[Given passage — start]

Wednesday, March 29, 2017

End of March Obsessions.

I'm long overdue for an obsessions post.  Not that I haven't been obsessing about things, but I've been... side tracked.  Believe it or not, school takes up a lot of time.  And a lot of the creative energy that normally goes into obsessing and writing has been redirected toward chemical equations, dire climatological straits, and maths.

A lot of maths.

Who knew, when I started a degree that goes against the very nature of the other two degrees I already have, that I'd be pretty stunningly and regularly working like a dog.

But I digress.

Obsessions.  This song.  I am digging hard on this guy.  (Believe it or not, I discovered him on VH1, lol.  In Norway the music channel still actually plays only music videos.  It has not yet been infiltrated by bad reality series or serials). The rest of his album is a good listen, too.

The new iPad.  But here I have a problem.  Over the past year and a half or so, I have been graciously given an iMac and a laptop or two (or three, technically, but that's a loooong story rife with self-destructing screens and spinning rainbow pinwheels of death and a very obvious series of technological mutinies) and am uncomfortable even considering getting a tablet.  I mean... at this point, I think I have enough tech to keep me plugged in. ... Errr... I hope.  Also, if I get another Apple product, I will never hear the end of it from my beloved father.

[Given passage — finish]

Exercise.
Answer these questions about the blog post on the writer's March obsessions.
(a) Toward what three things has the writer's creative energy been redirected?
(b) On which channel did the writer discover the singer of the song mentioned?
(c) From whom would the writer never hear the end of it if another Apple product were acquired?

[Data extracts — start]

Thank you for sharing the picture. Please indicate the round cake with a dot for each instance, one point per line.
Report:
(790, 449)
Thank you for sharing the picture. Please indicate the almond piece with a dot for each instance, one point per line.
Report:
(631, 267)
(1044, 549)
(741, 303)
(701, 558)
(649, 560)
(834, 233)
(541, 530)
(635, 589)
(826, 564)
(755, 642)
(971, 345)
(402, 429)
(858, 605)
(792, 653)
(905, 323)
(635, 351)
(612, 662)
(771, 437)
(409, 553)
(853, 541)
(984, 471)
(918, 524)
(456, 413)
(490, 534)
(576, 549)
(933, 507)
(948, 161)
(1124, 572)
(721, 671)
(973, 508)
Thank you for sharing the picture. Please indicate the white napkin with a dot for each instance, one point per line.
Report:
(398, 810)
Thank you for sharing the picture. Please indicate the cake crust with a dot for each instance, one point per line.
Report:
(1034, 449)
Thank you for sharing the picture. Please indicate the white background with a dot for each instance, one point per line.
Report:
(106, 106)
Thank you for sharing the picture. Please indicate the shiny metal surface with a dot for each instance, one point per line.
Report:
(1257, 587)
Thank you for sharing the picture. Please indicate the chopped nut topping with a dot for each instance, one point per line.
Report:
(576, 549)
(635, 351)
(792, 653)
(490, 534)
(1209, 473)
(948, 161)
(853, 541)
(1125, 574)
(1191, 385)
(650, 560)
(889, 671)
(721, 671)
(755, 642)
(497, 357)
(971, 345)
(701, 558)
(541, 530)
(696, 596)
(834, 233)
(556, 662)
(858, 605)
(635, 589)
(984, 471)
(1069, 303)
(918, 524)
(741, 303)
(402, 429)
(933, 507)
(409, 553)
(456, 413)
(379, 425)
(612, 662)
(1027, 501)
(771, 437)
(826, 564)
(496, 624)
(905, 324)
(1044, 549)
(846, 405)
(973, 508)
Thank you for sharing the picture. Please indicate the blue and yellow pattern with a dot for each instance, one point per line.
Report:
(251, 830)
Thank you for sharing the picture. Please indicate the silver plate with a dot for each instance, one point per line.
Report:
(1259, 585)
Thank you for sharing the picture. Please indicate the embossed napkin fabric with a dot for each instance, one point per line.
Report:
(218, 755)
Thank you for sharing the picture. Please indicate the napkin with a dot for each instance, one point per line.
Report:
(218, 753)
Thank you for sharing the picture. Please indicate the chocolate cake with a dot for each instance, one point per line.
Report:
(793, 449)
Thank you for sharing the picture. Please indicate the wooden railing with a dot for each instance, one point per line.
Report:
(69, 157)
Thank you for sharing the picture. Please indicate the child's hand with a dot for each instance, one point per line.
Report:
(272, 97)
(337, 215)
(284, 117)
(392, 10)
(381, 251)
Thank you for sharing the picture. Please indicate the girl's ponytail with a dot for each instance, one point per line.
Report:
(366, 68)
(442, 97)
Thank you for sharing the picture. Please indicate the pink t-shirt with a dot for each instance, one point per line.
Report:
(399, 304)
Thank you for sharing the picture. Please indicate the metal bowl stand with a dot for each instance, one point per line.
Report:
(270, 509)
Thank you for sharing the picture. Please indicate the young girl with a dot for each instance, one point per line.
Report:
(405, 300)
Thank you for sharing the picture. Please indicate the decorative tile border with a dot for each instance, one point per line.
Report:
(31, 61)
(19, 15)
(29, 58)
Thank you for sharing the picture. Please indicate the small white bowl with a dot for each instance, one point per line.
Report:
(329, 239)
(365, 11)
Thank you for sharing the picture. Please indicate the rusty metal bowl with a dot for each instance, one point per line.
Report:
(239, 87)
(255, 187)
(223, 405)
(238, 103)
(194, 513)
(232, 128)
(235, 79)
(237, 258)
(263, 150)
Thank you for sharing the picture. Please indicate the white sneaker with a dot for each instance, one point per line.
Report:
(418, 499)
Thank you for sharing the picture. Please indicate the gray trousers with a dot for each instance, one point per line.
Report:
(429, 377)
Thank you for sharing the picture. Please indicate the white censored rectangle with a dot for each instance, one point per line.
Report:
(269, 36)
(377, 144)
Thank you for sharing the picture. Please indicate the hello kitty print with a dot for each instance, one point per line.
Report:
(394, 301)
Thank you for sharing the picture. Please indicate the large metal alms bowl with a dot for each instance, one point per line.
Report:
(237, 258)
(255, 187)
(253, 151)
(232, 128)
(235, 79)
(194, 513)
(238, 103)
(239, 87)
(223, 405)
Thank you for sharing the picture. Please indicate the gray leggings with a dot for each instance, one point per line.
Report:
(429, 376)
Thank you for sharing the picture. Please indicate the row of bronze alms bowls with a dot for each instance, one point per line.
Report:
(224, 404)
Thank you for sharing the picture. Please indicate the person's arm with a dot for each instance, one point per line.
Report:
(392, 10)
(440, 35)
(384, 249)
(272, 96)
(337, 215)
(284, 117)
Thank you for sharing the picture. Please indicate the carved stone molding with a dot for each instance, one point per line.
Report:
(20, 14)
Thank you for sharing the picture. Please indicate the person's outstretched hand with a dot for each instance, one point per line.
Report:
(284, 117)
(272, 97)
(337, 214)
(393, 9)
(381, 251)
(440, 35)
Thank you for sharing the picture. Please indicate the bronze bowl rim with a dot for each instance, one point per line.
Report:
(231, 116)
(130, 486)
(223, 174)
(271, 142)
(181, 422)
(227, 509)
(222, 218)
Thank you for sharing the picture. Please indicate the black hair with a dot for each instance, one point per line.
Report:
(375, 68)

[Data extracts — finish]

Final answer.
(a) Chemical equations, dire climatological straits, and maths.
(b) VH1.
(c) The writer's father.